Text section:

## begin

How important is the role of the US Navy in protecting the US territories and the allies in the Indo-Pacific against missile attacks from adversaries like China and North Korea?

This is a question that both the Houses of the US Congress – Senate and House of Representatives – will deliberate on while granting the budget requests of the Missile Defense Agency (MDA) of the US Department of Defense (DOD).

The MDA is charged with the mission to develop, test and field an integrated and layered Ballistic Missile Defense (BMD) system to defend the United States, US deployed forces, US allies, and partners against ballistic missiles of all ranges and in all phases of flight.

The FY2023 budget request is $24.7 billion for missile defense and $9.6 billion for MDA to deal with “the Ballistic Missile Threats.”

It may be noted that after an initial powered phase of flight, a ballistic missile leaves the atmosphere and follows an unpowered trajectory or flight path before reentering the atmosphere towards a predetermined target.

Ballistic missiles effectively range from a few hundred kilometers to more than 10,000 kilometers. Short-range ballistic missiles (SRBMs) range from 300-1,000 kilometers and are generally considered for tactical military use. Medium-range ballistic missiles (MRBMs) range from 1,000 to 5,500 kilometers, although most are armed with conventional warheads that range less than 3,500 kilometers.

ICBMs (Intercontinental Ballistic Missiles) range from 5,500 kilometers and are generally considered strategic deterrent forces (with nuclear warheads).

US Ballistic Missile Defense System

The significant elements of the US BMDS include the Ground-Based Midcourse Defense (GMD) system, which is designed to destroy a limited attack in space from ICBMs; the Terminal High Altitude Area Defense (THAAD) system, a highly mobile, rapidly deployable system designed to shoot down incoming short- and medium-range missiles during their final or terminal phase of flight and protect a broad area coverage against threats to population centers and industrial resources as well as military forces; and  Patriot Advanced Capability-3 (PAC-3), a mobile and transportable system designed to defend areas such as military bases and airfields from advanced aircraft, cruise missiles, and tactical ballistic missiles.

In some places, Patriot works with THAAD to provide an integrated and overlapping defense against attacking missiles in their final phase of flight.

Sea-Based Weapon Systems

While all these are land-based systems, “Sea-Based Weapon Systems” is the naval component of the MDA. US Navy destroyers and cruisers are equipped with the “Aegis Missile Defense system,” built upon the Aegis Weapon System, Standard Missile (SM), and Navy and joint forces’ Command, Control, and Communication systems.

## end

Provided data:
## begin

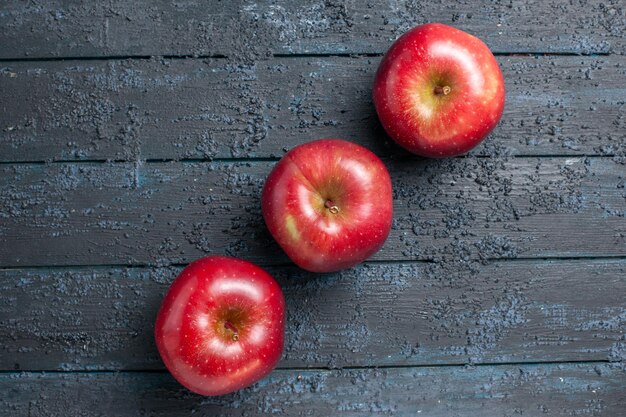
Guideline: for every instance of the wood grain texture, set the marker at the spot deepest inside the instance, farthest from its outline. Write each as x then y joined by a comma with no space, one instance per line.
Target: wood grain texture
41,28
563,390
165,213
372,315
163,109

## end

Exercise instructions:
a. Transcribe the passage of the missile defense article starting at "How important is" and ending at "of Defense (DOD).".
b. Answer these questions from the missile defense article:
(i) How much is the FY2023 budget request for MDA?
(ii) What range do short-range ballistic missiles cover?
(iii) Which system is designed to destroy a limited attack in space from ICBMs?
c. Resume the article on US missile defense after its final sentence, carrying on with the same subject.

The results:
a.
How important is the role of the US Navy in protecting the US territories and the allies in the Indo-Pacific against missile attacks from adversaries like China and North Korea?

This is a question that both the Houses of the US Congress – Senate and House of Representatives – will deliberate on while granting the budget requests of the Missile Defense Agency (MDA) of the US Department of Defense (DOD).

b.
(i) $9.6 billion
(ii) 300-1,000 kilometers
(iii) The Ground-Based Midcourse Defense (GMD) system

c.
The Aegis BMD program allows the US Navy to provide regional defense against short- and medium-range ballistic missile attacks.

“Aegis BMD Engagement Capability” is meant for defeating short- to intermediate-range, unitary and separating, midcourse-phase, ballistic missile threats with the SM-3 and short-range ballistic missiles in the terminal phase with the SM-6.

In 2020, it was also proved effective in intercepting a simple ICBM-threat representative target with an SM-3 Block IIA missile, illustrating how the system could be used in a layered missile defense architecture, enhancing US “Homeland Missile Defense.”

Aegis missile defense system
Aegis missile defense system

For Homeland Defense, “Aegis BMD ships on Ballistic Missile Defense patrol, detect and track ballistic missiles of all ranges — including ICBMs and report track data to the MDS.”

This capability shares tracking data to cue other missile defense sensors and provides fire control data to Ground-based Midcourse Defense interceptors located at Fort Greely, Alaska, and Vandenberg Air Force Base, California.

It may be noted that except for three Zumwalt [DDG-1000] class destroyers, all of the US Navy’s cruisers and destroyers are called Aegis ships because they are equipped with the Aegis ship combat system—an integrated collection of sensors, computers, software, displays, weapon launchers, and weapons named for the mythological shield that defended Zeus.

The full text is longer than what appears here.